» **Exercise aim**
Repeat every record below exactly as written.

Saved data entries:
####################

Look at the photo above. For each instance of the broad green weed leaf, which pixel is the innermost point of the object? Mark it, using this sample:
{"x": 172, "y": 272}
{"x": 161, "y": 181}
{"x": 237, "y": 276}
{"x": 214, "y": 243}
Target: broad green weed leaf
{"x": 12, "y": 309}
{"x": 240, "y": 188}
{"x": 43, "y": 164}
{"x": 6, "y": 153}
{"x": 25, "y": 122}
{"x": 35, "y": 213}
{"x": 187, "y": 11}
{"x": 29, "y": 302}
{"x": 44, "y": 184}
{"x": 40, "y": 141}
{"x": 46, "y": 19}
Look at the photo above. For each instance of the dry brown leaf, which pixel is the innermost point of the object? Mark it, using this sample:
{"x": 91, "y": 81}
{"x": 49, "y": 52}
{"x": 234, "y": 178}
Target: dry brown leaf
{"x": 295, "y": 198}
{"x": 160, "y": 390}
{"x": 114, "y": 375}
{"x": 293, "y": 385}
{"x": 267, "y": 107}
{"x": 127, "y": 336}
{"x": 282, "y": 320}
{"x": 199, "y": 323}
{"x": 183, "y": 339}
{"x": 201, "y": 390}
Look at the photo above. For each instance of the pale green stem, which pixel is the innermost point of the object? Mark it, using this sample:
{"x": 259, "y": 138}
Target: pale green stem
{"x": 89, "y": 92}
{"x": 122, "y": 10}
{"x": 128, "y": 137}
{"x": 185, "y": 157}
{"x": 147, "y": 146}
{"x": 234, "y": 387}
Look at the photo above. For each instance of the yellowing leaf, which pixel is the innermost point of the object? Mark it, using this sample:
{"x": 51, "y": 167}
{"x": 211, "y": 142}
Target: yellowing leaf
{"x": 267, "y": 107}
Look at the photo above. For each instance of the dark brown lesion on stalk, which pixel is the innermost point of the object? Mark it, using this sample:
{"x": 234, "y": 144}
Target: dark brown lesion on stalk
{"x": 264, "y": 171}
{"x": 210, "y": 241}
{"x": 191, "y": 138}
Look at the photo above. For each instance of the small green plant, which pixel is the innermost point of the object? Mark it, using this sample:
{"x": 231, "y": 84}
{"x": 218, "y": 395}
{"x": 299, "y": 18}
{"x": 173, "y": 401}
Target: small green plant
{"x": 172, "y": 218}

####################

» **Written solution**
Look at the photo above. For each instance of the broad green weed leaf, which pixel is the innermost point of the object? Mark it, using this sample:
{"x": 172, "y": 272}
{"x": 161, "y": 181}
{"x": 237, "y": 276}
{"x": 214, "y": 243}
Target: broad green weed leaf
{"x": 12, "y": 309}
{"x": 240, "y": 188}
{"x": 43, "y": 164}
{"x": 6, "y": 153}
{"x": 25, "y": 122}
{"x": 35, "y": 213}
{"x": 187, "y": 11}
{"x": 29, "y": 302}
{"x": 44, "y": 184}
{"x": 40, "y": 141}
{"x": 46, "y": 19}
Look at the photo above. For each instance of the dry brown leaf, which pixel is the innermost point of the object? Mark it, using this sample:
{"x": 91, "y": 81}
{"x": 49, "y": 52}
{"x": 234, "y": 178}
Target: dry brown leaf
{"x": 295, "y": 198}
{"x": 160, "y": 390}
{"x": 114, "y": 375}
{"x": 293, "y": 385}
{"x": 267, "y": 107}
{"x": 127, "y": 336}
{"x": 282, "y": 320}
{"x": 199, "y": 323}
{"x": 183, "y": 339}
{"x": 201, "y": 390}
Look at the photo above. For each instance of the pale green stem, which pixel is the innermost point of the object? Mark it, using this sample:
{"x": 259, "y": 138}
Target: pale green stem
{"x": 89, "y": 92}
{"x": 122, "y": 10}
{"x": 128, "y": 137}
{"x": 185, "y": 157}
{"x": 147, "y": 146}
{"x": 234, "y": 387}
Look at the photo above. For each instance of the yellowing leaf, which pixel is the innermost point of the object? Mark it, using this sample:
{"x": 51, "y": 167}
{"x": 211, "y": 142}
Target: yellowing leaf
{"x": 267, "y": 107}
Look at the photo above. For each instance of the dark brown lesion on stalk, which pixel is the innermost point of the object? Mark it, using this sample:
{"x": 234, "y": 144}
Target: dark brown lesion on stalk
{"x": 264, "y": 171}
{"x": 210, "y": 241}
{"x": 191, "y": 138}
Look at the photo above. For each instance of the small green plant, which pixel is the innermost point of the object? Mark it, using this sample:
{"x": 231, "y": 84}
{"x": 218, "y": 395}
{"x": 299, "y": 18}
{"x": 173, "y": 401}
Target: small green plant
{"x": 172, "y": 218}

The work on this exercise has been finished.